[Records from a dataset]
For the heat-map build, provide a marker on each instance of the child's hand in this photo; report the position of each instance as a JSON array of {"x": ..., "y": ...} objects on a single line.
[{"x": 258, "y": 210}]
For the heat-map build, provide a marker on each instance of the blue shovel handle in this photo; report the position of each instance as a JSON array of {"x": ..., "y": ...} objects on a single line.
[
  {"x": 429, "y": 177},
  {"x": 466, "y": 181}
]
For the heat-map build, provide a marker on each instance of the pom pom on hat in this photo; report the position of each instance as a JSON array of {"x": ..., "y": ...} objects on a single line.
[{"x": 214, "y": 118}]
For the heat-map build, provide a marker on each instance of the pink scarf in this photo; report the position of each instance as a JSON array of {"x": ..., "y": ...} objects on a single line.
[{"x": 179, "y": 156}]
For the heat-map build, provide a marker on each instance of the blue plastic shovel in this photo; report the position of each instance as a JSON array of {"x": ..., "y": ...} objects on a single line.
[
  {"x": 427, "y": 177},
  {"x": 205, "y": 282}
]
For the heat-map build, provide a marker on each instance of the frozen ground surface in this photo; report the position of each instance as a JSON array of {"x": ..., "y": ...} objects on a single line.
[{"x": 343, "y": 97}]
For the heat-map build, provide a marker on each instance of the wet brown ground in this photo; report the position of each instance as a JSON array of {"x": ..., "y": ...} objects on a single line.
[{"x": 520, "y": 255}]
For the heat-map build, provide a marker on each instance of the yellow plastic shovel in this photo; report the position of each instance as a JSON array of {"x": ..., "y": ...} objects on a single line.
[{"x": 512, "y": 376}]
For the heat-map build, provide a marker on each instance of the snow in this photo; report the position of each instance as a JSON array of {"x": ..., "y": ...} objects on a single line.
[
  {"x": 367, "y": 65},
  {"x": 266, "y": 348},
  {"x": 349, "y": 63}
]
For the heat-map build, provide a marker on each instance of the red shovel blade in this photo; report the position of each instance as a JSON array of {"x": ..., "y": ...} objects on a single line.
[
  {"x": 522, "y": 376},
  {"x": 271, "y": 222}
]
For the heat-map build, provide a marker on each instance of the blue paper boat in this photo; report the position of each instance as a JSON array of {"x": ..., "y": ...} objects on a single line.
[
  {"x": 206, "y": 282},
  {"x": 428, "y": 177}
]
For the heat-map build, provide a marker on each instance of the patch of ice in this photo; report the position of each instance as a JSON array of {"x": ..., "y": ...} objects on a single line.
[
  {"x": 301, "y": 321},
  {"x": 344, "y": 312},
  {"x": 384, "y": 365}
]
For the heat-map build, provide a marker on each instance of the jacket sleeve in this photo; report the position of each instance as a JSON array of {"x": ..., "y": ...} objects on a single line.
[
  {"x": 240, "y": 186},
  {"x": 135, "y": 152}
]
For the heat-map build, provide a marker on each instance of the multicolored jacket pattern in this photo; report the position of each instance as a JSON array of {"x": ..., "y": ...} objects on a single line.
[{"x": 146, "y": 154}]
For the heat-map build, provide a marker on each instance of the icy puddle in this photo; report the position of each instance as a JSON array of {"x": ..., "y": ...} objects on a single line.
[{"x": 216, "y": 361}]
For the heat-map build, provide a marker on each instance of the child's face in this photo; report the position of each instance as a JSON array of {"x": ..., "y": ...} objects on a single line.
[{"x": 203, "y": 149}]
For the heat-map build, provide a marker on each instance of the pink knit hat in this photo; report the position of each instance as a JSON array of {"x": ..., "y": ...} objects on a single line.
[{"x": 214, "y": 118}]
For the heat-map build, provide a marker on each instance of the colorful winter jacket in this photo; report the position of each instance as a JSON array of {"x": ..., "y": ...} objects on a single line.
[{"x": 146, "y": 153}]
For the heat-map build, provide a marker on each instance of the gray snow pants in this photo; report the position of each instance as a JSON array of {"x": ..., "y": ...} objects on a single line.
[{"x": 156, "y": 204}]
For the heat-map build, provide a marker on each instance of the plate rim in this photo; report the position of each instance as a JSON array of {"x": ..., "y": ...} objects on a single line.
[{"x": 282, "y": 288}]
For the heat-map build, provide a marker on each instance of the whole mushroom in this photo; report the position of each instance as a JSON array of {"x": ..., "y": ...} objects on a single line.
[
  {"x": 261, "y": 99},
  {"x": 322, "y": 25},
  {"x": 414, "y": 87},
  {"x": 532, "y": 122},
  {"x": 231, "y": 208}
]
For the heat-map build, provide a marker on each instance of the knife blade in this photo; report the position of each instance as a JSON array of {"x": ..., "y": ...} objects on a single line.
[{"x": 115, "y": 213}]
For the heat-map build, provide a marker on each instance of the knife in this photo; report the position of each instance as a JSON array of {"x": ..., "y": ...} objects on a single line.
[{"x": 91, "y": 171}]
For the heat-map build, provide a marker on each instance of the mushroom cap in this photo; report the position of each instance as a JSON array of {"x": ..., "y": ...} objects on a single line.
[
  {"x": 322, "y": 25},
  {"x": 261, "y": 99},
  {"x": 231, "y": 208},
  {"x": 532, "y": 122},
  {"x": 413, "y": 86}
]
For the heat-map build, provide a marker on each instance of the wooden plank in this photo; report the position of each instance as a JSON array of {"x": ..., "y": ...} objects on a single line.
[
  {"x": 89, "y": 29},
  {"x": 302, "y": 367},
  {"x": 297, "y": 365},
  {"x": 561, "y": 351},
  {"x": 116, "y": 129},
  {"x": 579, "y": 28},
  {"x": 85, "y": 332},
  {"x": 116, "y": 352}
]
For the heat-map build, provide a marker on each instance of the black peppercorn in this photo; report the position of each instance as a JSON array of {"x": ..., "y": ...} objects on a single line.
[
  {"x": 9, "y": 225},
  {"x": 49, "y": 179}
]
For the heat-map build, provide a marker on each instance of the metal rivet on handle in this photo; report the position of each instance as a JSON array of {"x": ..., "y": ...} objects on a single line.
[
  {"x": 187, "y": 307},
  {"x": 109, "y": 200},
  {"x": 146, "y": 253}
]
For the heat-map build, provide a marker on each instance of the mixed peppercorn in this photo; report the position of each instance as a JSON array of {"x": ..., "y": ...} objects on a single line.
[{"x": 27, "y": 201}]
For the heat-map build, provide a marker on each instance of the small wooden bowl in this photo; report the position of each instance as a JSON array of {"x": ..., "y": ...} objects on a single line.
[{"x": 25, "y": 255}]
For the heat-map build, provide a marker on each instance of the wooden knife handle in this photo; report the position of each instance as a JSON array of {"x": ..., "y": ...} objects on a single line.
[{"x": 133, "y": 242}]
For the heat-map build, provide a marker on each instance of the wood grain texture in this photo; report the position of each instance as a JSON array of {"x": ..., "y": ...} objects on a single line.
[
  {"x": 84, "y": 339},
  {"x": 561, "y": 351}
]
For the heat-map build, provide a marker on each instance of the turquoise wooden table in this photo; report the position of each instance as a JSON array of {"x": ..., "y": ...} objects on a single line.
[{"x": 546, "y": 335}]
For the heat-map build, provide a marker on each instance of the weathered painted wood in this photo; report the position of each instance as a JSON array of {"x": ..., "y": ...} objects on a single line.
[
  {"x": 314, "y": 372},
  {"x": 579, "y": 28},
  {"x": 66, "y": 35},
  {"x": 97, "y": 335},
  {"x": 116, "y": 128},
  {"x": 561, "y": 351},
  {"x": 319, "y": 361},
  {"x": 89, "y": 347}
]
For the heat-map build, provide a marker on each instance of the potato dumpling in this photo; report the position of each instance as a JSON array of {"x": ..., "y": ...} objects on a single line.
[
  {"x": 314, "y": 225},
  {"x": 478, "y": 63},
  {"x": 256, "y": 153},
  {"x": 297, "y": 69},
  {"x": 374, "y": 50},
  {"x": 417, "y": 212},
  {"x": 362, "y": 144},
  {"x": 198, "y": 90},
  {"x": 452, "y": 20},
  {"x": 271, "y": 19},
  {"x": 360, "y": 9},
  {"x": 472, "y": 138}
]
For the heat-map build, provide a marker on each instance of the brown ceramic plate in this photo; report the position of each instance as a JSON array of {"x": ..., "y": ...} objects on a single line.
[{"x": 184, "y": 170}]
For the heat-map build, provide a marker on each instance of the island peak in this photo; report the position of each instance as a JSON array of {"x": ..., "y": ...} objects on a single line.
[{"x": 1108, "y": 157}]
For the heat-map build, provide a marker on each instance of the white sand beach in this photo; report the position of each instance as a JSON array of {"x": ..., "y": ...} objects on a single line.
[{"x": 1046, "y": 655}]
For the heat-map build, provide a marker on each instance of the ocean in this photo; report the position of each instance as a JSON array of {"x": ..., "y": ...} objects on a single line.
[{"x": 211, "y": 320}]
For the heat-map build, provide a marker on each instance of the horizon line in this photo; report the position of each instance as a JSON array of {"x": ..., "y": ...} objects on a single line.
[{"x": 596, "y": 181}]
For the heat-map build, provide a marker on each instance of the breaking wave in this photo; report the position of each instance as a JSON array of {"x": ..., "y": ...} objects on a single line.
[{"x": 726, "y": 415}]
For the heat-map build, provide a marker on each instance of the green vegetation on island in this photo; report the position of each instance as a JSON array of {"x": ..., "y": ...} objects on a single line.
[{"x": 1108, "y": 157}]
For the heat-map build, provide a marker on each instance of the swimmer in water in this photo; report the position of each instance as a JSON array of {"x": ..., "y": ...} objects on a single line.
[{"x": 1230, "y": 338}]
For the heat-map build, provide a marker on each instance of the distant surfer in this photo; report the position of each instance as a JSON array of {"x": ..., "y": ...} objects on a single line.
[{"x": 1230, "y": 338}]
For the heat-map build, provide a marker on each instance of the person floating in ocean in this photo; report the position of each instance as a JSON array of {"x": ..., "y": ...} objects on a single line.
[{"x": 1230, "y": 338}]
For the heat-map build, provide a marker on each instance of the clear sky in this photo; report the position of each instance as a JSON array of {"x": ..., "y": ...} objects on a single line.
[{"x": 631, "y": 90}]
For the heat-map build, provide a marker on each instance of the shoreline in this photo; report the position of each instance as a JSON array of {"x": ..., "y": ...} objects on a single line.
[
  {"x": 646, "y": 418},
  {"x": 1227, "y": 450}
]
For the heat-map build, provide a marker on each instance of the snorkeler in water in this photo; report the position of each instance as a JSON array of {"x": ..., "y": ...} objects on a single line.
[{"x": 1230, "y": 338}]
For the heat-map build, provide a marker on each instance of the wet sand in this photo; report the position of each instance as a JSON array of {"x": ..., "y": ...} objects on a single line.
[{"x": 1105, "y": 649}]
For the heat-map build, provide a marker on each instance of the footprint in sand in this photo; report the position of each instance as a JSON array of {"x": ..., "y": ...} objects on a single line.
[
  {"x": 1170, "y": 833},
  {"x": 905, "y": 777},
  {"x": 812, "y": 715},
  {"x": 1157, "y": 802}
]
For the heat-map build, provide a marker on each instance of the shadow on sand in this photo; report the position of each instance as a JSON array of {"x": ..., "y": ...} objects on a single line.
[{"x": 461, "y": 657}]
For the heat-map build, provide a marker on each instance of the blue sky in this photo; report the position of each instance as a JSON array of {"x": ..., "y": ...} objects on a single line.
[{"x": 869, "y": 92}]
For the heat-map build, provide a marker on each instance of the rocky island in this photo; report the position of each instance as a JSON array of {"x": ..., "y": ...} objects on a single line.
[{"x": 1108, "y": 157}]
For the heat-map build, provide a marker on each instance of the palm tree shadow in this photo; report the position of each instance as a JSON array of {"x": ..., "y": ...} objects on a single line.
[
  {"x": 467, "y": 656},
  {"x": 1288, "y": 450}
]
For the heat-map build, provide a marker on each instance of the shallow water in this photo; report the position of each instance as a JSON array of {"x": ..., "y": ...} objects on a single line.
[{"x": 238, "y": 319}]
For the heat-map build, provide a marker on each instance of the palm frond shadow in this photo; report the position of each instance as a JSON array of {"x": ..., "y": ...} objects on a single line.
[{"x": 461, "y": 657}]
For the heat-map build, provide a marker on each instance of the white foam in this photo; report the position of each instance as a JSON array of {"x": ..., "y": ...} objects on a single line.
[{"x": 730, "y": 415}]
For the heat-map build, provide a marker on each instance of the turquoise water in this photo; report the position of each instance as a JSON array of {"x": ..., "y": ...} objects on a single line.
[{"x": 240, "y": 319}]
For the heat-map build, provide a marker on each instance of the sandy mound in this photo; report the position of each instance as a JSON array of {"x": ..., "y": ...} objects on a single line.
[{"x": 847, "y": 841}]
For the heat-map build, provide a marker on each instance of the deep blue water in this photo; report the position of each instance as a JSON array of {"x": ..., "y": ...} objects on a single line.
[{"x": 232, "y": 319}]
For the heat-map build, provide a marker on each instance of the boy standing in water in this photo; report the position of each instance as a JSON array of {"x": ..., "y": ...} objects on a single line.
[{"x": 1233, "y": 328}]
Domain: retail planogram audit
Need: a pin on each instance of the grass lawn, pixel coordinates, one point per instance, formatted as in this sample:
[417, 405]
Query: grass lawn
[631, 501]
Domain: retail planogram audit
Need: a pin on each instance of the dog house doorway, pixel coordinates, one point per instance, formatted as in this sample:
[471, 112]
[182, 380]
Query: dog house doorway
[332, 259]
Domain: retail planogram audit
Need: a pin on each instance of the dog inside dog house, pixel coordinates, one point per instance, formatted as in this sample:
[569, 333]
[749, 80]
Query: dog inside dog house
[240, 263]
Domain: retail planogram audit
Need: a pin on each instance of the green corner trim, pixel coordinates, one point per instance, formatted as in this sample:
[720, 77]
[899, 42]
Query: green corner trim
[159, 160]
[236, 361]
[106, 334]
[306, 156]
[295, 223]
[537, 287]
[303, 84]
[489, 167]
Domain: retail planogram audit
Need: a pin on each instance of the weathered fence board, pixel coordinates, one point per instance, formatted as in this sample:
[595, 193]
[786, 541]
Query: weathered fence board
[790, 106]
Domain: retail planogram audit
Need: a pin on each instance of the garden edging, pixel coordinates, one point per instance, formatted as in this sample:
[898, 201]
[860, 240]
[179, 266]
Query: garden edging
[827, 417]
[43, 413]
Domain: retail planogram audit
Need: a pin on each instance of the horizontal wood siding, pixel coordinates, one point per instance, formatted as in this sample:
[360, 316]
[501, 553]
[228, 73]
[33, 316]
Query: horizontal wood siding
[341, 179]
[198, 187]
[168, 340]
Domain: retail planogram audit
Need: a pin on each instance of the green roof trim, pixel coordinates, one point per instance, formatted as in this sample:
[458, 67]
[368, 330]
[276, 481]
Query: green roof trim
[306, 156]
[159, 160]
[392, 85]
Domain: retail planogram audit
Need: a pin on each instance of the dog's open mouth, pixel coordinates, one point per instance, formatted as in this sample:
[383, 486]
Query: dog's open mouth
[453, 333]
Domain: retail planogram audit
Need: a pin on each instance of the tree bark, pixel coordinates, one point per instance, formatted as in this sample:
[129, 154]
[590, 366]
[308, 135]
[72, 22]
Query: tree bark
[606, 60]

▸ **REQUIRED WORK**
The answer must be every line of the records that contains the word "formatted".

▸ **ANSWER FOR THE TASK**
Need: a pin on each instance of the grass lawn, pixel coordinates, one point per instance, formatted as in this sample:
Need: a pin on each instance of the dog house doorway, pixel coordinates, one point per instance, formatted as in this sample:
Need: a pin on each instance of the dog inside dog house, pixel coordinates, one point per instance, formatted as in this sample:
Need: a pin on each instance of the green corner trim, pixel coordinates, one point per instance, formatted as in this sample:
Need: a pin on each instance of the weathered fence board, pixel coordinates, one point per instance, formatted as in this sample:
Need: a pin on each instance of the garden edging, pixel coordinates, one point per instance, formatted as in this sample:
Need: a pin on each instance of the horizontal wood siding, pixel coordinates, one point per instance, formatted as in this sample:
Need: a pin on each instance of the green roof trim, pixel coordinates, one point per instance, formatted as in this sample:
Need: a pin on each instance of the dog's open mouth, pixel coordinates, one point per instance, formatted as in this sample:
Need: a pin on each instance of the tree bark, pixel coordinates, one point per instance, formatted as in this sample:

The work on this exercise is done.